◆ REQUIRED TASKS ◆
A. Return, word for word, the part of the Monte Carlo passage that begins at the words "PictureA depiction of" and stops after "smile on them.".
B. List every year mentioned in the Monte Carlo passage, in the order they appear.
C. Answer these from the Monte Carlo passage:
(i) In what year did the Monte Carlo Casino come about?
(ii) What advance did the management at first refuse the Parisian woman?
(iii) Since what year had she been coming to the casino?

◆ SOURCE DOCUMENT ◆
PictureA depiction of the Monte Carlo suicide cemetery c.1896
By the time of Emma Levin's murder, Monaco was considered a playground for the wealthy, but no doubt there was a dark underbelly.

The birth of the Monte Carlo Casino came about in 1866 when Princess Caroline of Monaco built the resort, which allowed gambling, something that was outlawed in most of Europe. Aristocratic luxuries were part of the stay while gamblers attempted to make Lady Luck smile on them.

In 1883, a Parisian woman lost her all her money. The management refused her an advance of 2,000 francs. She was told to leave the property, then she pulled a "six shooter revolver loaded with one bullet" and placed the barrel to her temple. Guards pulled the firearm from her, and she was taken to the director's office. They agreed to front her the 2,000 francs she asked for. It seemed she had no intention of killing herself, but knew this was the only way to get what she wanted. This unidentified woman understood the casino feared any hint of murder or suicide attached to their establishment, thereby forcing their hand to give her the funds. She had been coming to the casino since 1881, and lost almost 100,000 francs during these years.

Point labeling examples
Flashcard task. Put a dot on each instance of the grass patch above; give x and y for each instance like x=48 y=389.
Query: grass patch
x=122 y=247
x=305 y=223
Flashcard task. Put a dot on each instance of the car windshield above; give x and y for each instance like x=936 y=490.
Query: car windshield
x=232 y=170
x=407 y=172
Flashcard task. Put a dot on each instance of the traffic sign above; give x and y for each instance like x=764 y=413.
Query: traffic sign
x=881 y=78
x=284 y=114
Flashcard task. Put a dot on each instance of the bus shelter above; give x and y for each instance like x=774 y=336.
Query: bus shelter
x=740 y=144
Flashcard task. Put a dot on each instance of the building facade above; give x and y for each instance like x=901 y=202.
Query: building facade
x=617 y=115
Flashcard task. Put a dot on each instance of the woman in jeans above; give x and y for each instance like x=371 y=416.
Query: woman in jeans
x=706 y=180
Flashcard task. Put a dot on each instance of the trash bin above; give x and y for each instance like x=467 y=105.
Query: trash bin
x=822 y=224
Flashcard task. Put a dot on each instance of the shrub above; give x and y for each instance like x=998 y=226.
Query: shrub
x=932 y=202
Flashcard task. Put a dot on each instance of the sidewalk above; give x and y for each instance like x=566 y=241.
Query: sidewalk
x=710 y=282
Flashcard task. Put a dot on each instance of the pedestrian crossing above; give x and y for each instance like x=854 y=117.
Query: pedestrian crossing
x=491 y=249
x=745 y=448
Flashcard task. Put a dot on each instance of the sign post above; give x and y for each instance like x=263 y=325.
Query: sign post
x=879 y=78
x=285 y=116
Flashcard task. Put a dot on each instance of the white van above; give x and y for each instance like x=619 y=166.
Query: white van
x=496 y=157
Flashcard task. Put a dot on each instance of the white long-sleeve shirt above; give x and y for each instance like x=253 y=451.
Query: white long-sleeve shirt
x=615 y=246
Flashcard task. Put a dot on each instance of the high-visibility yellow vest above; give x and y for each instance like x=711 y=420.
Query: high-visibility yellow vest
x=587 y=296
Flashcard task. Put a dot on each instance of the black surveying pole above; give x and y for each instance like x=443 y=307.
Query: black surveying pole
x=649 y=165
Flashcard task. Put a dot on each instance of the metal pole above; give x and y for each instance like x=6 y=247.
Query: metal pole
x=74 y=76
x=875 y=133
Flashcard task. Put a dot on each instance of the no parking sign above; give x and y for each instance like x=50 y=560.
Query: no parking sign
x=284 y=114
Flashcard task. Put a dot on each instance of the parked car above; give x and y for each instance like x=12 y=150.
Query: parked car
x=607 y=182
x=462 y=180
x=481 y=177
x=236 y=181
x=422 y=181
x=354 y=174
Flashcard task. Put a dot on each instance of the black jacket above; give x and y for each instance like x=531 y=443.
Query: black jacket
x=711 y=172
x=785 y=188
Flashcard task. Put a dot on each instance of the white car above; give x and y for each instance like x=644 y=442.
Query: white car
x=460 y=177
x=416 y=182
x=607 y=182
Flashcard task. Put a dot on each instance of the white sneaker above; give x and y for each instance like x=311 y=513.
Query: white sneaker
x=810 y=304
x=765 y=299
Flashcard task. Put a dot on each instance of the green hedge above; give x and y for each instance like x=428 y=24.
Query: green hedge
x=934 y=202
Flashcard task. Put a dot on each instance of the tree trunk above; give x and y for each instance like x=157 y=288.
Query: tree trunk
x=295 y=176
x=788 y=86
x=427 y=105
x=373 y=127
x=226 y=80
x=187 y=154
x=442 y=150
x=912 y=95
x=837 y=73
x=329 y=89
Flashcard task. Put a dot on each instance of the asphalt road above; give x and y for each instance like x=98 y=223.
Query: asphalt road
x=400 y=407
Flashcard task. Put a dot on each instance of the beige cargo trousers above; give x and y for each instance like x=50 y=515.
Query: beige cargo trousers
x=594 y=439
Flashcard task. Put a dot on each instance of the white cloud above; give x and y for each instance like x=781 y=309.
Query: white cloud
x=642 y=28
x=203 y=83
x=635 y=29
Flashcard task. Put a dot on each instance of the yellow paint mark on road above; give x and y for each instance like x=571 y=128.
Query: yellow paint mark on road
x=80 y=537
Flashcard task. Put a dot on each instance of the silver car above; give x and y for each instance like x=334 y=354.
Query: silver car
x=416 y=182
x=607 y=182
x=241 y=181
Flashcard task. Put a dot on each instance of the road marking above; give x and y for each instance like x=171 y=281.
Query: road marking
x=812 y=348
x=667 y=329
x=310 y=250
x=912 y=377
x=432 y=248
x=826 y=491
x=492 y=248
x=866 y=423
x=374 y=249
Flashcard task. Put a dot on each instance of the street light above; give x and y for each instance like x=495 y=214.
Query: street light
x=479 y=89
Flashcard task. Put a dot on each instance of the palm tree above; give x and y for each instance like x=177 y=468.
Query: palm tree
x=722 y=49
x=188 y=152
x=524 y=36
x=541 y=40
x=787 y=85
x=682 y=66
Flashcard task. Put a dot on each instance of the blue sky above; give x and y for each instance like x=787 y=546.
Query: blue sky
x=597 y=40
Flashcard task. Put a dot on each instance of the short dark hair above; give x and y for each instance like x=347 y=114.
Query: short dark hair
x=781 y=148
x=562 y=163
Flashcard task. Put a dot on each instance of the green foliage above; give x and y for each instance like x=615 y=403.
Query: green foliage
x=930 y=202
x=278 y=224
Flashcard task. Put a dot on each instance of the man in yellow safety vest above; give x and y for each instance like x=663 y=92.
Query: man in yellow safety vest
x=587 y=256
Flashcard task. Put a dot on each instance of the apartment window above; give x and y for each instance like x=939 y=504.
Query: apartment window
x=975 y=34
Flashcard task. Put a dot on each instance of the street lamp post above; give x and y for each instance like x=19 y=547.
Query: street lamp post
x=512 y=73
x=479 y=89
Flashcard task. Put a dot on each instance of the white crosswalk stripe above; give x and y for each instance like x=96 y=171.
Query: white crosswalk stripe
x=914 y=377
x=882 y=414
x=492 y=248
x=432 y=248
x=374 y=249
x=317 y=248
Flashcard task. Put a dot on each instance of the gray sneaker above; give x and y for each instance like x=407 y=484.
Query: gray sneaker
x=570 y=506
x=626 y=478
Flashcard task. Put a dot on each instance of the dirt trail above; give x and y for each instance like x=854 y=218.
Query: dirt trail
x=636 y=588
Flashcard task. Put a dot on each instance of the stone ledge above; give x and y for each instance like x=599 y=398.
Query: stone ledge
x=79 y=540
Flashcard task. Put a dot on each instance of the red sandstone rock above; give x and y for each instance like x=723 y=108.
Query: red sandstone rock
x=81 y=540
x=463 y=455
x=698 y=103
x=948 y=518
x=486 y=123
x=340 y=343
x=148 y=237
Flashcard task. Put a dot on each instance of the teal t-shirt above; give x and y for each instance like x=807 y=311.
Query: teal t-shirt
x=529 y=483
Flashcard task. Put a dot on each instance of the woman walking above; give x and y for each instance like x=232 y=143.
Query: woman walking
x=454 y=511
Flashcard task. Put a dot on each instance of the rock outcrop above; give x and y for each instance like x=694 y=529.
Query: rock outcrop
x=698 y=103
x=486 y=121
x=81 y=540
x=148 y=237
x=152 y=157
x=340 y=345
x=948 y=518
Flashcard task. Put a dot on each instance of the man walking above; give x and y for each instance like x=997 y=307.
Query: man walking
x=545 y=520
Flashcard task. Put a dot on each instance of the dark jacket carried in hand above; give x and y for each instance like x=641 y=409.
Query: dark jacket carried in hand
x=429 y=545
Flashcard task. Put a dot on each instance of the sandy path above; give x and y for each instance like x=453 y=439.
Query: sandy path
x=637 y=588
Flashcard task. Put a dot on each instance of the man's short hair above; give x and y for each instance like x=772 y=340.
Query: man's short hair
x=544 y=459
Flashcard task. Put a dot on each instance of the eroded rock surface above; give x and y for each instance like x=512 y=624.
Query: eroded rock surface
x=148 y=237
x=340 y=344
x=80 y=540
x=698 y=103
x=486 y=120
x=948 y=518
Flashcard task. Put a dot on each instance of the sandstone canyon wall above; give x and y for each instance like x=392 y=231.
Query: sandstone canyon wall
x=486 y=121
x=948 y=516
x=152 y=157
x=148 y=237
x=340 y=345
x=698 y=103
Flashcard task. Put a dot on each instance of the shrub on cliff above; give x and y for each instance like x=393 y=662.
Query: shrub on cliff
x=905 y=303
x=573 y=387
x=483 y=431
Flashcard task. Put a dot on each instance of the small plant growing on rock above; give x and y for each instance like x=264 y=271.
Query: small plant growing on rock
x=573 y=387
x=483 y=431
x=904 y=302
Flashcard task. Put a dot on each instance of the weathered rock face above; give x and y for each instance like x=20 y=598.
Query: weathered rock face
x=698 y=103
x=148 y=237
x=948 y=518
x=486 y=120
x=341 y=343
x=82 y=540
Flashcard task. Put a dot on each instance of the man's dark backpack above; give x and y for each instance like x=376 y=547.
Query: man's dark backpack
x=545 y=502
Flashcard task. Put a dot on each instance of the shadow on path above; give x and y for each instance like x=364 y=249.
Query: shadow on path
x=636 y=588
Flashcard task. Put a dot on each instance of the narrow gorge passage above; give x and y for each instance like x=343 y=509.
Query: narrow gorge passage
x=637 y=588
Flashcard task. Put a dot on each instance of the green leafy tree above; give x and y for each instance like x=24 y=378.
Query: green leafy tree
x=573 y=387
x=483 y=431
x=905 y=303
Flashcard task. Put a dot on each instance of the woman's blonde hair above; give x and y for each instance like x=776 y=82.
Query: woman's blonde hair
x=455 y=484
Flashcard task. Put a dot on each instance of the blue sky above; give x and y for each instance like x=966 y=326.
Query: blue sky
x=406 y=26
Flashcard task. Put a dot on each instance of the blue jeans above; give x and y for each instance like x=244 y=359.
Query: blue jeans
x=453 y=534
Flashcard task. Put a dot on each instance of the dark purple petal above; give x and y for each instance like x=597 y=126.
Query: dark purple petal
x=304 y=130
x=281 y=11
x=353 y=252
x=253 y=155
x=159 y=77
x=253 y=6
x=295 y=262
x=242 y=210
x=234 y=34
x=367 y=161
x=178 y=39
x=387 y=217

◆ EXPECTED RESPONSES ◆
A.
PictureA depiction of the Monte Carlo suicide cemetery c.1896
By the time of Emma Levin's murder, Monaco was considered a playground for the wealthy, but no doubt there was a dark underbelly.

The birth of the Monte Carlo Casino came about in 1866 when Princess Caroline of Monaco built the resort, which allowed gambling, something that was outlawed in most of Europe. Aristocratic luxuries were part of the stay while gamblers attempted to make Lady Luck smile on them.

B.
1896
1866
1883
1881

C.
(i) 1866
(ii) 2,000 francs
(iii) 1881